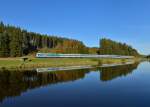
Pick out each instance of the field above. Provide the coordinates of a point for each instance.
(32, 62)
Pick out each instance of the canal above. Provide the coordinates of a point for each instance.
(116, 86)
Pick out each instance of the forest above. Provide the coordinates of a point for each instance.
(16, 42)
(108, 46)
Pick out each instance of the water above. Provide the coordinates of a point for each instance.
(120, 86)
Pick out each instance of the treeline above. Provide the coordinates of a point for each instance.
(15, 42)
(111, 47)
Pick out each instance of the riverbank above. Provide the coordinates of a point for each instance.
(31, 62)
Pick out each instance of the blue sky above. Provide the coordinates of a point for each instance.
(86, 20)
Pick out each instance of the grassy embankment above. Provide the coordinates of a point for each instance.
(18, 63)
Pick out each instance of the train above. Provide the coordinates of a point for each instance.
(56, 55)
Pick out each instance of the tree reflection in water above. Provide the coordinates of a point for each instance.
(13, 83)
(109, 73)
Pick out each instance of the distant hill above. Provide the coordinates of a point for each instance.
(108, 46)
(16, 42)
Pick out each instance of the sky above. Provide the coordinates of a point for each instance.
(86, 20)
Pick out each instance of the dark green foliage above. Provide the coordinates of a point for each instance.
(111, 47)
(4, 45)
(16, 42)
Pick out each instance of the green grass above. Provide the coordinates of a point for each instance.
(54, 62)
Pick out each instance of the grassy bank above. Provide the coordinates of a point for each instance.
(16, 63)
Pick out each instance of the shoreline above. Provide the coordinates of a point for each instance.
(33, 63)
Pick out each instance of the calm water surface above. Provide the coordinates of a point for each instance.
(120, 86)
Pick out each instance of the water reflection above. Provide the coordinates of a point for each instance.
(110, 73)
(13, 83)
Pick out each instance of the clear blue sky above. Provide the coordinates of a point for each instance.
(86, 20)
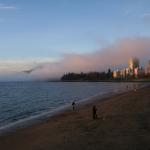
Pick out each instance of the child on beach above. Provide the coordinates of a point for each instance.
(94, 112)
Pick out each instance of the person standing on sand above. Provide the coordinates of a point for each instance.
(94, 112)
(73, 105)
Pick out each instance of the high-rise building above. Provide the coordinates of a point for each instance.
(133, 63)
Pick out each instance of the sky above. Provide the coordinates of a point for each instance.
(47, 34)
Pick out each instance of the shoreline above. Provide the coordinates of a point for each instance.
(123, 123)
(45, 116)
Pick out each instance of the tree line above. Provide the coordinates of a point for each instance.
(91, 76)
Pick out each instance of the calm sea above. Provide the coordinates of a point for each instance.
(23, 100)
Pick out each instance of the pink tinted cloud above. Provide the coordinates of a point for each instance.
(108, 57)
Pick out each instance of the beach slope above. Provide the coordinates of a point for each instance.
(123, 123)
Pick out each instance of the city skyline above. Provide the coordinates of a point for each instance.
(47, 34)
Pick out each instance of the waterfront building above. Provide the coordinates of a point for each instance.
(133, 63)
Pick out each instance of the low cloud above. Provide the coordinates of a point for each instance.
(7, 7)
(112, 56)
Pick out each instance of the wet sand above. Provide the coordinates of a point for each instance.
(123, 123)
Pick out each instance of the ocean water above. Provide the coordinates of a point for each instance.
(23, 100)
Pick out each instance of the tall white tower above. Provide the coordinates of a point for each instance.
(133, 63)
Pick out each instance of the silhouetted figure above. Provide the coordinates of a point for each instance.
(94, 112)
(73, 105)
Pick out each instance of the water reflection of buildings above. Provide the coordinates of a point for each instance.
(133, 70)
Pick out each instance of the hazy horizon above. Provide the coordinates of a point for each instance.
(45, 39)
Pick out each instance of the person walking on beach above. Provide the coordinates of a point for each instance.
(73, 105)
(94, 112)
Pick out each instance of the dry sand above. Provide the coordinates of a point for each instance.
(123, 124)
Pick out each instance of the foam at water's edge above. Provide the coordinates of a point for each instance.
(45, 115)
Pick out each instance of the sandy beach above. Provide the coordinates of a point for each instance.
(123, 123)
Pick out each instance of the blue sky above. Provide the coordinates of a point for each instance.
(41, 29)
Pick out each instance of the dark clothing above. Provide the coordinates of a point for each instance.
(73, 105)
(94, 112)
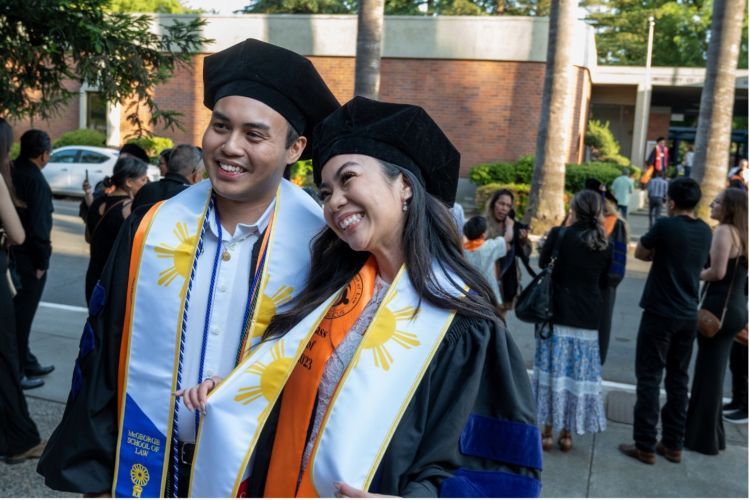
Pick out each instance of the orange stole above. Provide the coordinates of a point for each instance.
(135, 262)
(301, 390)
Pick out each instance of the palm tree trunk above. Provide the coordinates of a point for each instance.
(714, 132)
(369, 48)
(546, 207)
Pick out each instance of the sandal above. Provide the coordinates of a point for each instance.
(547, 438)
(565, 441)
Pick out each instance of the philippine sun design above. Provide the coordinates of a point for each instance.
(271, 377)
(181, 255)
(384, 330)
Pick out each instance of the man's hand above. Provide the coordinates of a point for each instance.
(195, 397)
(346, 491)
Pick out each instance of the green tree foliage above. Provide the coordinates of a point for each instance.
(680, 35)
(604, 146)
(157, 6)
(46, 44)
(81, 137)
(405, 7)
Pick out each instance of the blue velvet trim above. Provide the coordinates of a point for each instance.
(87, 344)
(503, 441)
(476, 484)
(98, 299)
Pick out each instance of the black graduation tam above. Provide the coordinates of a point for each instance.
(277, 77)
(402, 134)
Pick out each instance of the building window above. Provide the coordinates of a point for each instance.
(96, 112)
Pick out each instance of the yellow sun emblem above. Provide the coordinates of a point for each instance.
(181, 255)
(268, 307)
(271, 377)
(139, 476)
(383, 330)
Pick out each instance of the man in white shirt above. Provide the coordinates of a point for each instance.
(122, 430)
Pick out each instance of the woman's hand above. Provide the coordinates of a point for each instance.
(346, 491)
(195, 397)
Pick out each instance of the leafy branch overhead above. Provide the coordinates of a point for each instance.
(46, 44)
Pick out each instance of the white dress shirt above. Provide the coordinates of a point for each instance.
(231, 287)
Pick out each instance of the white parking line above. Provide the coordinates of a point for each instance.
(64, 307)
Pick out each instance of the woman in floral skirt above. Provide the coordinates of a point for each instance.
(567, 369)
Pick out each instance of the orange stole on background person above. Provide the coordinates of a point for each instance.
(301, 391)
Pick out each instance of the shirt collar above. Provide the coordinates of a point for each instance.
(243, 231)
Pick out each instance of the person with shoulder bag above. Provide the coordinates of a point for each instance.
(725, 300)
(567, 371)
(107, 213)
(19, 436)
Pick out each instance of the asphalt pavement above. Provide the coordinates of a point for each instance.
(594, 468)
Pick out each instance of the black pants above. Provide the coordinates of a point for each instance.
(26, 303)
(18, 432)
(663, 343)
(738, 367)
(655, 205)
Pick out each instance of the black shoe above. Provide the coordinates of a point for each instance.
(39, 370)
(730, 407)
(737, 417)
(31, 383)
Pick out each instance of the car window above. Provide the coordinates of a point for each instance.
(92, 157)
(67, 156)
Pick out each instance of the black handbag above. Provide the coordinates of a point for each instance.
(534, 303)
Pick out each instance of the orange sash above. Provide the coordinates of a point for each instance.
(472, 245)
(301, 390)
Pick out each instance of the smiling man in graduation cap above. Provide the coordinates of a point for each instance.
(192, 284)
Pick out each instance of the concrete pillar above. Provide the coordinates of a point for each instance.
(640, 124)
(113, 124)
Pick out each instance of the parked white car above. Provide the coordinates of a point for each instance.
(68, 166)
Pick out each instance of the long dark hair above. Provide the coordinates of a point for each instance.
(127, 167)
(734, 213)
(6, 141)
(587, 206)
(429, 235)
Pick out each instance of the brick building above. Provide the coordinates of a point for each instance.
(481, 78)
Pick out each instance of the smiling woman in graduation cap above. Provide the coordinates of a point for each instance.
(405, 381)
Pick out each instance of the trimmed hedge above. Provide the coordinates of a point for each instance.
(520, 191)
(153, 145)
(521, 172)
(81, 137)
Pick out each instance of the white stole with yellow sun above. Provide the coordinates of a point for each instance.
(156, 314)
(363, 414)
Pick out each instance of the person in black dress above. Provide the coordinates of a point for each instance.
(725, 287)
(33, 198)
(499, 210)
(19, 437)
(107, 213)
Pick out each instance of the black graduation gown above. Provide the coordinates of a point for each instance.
(80, 454)
(469, 430)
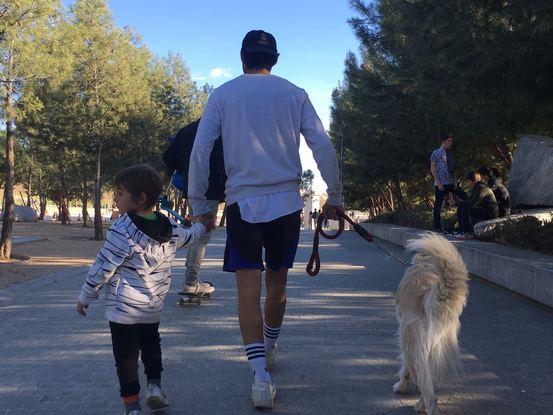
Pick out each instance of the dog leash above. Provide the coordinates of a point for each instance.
(314, 264)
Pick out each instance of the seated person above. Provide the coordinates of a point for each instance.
(481, 205)
(499, 190)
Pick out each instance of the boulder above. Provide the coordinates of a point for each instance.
(531, 172)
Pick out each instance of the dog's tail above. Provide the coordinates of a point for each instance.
(448, 300)
(451, 268)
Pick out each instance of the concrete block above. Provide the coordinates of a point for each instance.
(543, 285)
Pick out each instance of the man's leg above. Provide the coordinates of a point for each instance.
(275, 299)
(460, 193)
(195, 256)
(248, 285)
(243, 256)
(439, 200)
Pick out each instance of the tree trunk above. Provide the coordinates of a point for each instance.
(29, 184)
(98, 231)
(396, 188)
(8, 215)
(503, 152)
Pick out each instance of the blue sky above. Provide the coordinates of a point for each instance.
(313, 38)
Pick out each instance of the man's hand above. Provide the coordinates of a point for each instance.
(330, 211)
(81, 308)
(207, 220)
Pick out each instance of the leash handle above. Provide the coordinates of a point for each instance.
(314, 265)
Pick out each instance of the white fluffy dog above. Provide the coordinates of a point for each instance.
(430, 298)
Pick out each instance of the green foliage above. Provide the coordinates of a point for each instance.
(416, 218)
(105, 102)
(306, 180)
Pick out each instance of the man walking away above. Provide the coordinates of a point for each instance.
(481, 205)
(177, 157)
(442, 166)
(499, 190)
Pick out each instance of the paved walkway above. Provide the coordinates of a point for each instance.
(338, 346)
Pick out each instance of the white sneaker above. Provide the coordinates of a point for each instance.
(263, 394)
(200, 288)
(270, 356)
(155, 398)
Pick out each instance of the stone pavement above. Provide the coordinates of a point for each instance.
(338, 346)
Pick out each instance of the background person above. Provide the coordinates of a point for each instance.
(499, 190)
(261, 117)
(481, 205)
(177, 157)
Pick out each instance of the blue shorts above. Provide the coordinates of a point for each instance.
(245, 242)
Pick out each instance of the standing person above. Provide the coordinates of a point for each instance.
(442, 166)
(480, 205)
(499, 190)
(177, 157)
(135, 265)
(260, 117)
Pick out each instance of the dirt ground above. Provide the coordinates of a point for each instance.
(65, 247)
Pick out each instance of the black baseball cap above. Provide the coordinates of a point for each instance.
(259, 41)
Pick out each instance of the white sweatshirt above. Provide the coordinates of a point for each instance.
(260, 118)
(136, 271)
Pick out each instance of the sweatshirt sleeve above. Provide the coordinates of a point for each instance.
(114, 252)
(198, 174)
(188, 236)
(323, 151)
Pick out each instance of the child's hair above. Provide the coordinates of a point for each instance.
(140, 179)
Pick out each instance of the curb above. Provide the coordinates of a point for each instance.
(29, 287)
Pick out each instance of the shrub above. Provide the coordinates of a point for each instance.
(527, 233)
(416, 218)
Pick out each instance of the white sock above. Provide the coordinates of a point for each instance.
(270, 335)
(256, 357)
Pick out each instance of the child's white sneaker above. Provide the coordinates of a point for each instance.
(263, 394)
(200, 288)
(270, 356)
(155, 398)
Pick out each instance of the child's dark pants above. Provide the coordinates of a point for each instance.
(129, 341)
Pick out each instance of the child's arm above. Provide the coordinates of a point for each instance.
(186, 237)
(111, 256)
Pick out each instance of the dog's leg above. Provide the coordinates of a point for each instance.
(404, 383)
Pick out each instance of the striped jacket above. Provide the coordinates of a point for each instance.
(136, 270)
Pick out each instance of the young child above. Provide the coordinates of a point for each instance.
(135, 266)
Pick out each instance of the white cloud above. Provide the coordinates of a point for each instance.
(199, 77)
(220, 73)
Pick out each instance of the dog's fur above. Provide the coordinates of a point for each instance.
(430, 298)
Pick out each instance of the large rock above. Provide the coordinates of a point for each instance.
(530, 175)
(486, 228)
◆ ◆ ◆ ◆
*TASK INSTRUCTIONS:*
Print only the lines from the one with "Pick out each instance of the white sock" to the end of the records, both included.

*EXPECTED ANSWER:*
Pick out each instance of the white sock above. Provide the coordinates of a point for each instance.
(270, 335)
(256, 357)
Pick out each instance of the child's white sneaker above. Provide the coordinates of a point for each instance.
(263, 394)
(200, 288)
(270, 356)
(155, 398)
Pick out each instance of the child's dark pants above. Provide the coordinates of a point for each instance.
(129, 341)
Pick out each instance of the child's arm above. Provide the coordinates of a point for each instance.
(186, 237)
(111, 256)
Pick out each instance of the dog's leg above. Provide the coordinates of a point for each instance.
(404, 383)
Pick out each instance of the striped jacket above. Provide the coordinates of a point for each instance.
(136, 270)
Pick out each instance of the young child above. Provide the coordinates of a point for each instance.
(135, 266)
Pick out each instance of the white cloud above. Provide the coordinates of a point for each instance.
(199, 77)
(220, 73)
Pick out each instance of the dog's fur above. Provide the coordinates of a point for each instance.
(430, 298)
Pick out each instance of the large rock above. Provide the coordinates of a point for each instance.
(530, 175)
(486, 228)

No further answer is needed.